## Materials provided
========================================

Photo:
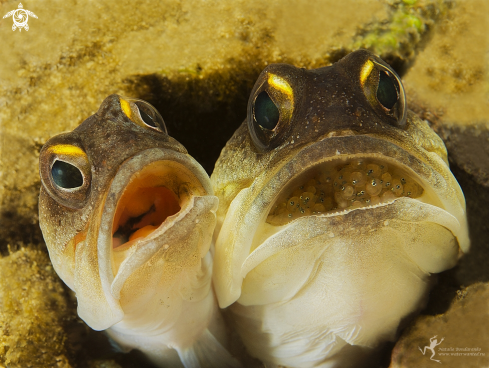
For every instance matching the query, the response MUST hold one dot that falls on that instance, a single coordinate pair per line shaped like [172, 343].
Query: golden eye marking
[126, 108]
[365, 72]
[280, 84]
[67, 149]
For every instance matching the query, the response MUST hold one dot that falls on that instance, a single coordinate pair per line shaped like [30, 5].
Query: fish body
[336, 204]
[128, 216]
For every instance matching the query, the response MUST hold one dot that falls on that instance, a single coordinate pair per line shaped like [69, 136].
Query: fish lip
[258, 199]
[120, 181]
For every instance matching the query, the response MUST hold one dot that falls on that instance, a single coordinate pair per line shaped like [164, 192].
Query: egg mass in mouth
[334, 186]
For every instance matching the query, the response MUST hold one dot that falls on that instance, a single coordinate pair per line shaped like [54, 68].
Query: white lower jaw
[323, 282]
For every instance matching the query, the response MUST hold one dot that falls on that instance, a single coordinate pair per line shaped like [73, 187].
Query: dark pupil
[387, 91]
[266, 113]
[146, 118]
[66, 175]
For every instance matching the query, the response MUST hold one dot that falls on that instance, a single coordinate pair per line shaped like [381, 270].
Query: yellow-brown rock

========================================

## Task to complete
Update all the rows above by changing "rock" to "stone" and keeping every other line the same. Leave out the pictures.

## Written solution
Photo:
For every instance matching the query, the response MUST hold one dot that falls on that instance, a single coordinate pair per line shaped like [172, 343].
Query: golden eye marking
[126, 108]
[365, 72]
[280, 84]
[67, 149]
For every instance matching the query, the response MUST hold one dot that falls on that instance, a single coordinate pair per line shaped like [30, 5].
Query: fish body
[336, 204]
[128, 216]
For every instance matching the query, the response MUST hold one dot that falls on that instance, a single coordinate pair per line shaped like [69, 136].
Query: fish lip
[258, 199]
[120, 181]
For every instance matching the query, the response MUST hold one dot that falls on that instance, a single coordinate pair per line shaped like [164, 192].
Query: egg mass in mouth
[334, 186]
For every instance matching the query, the response MUST hold one dot that falls on that instance, a single coordinate pair per line shaped like [54, 68].
Query: white lower jaw
[323, 282]
For every instance matching the query, the response MUST hold one dot that falls on that instance, a single coordinate pair per line shaped like [73, 187].
Query: dark pupil
[387, 91]
[266, 113]
[146, 118]
[66, 175]
For every instance matching the query, the response MUST hold one dot that falls on that instance, a single coordinate pair per line shaped like [381, 270].
Query: yellow-brown stone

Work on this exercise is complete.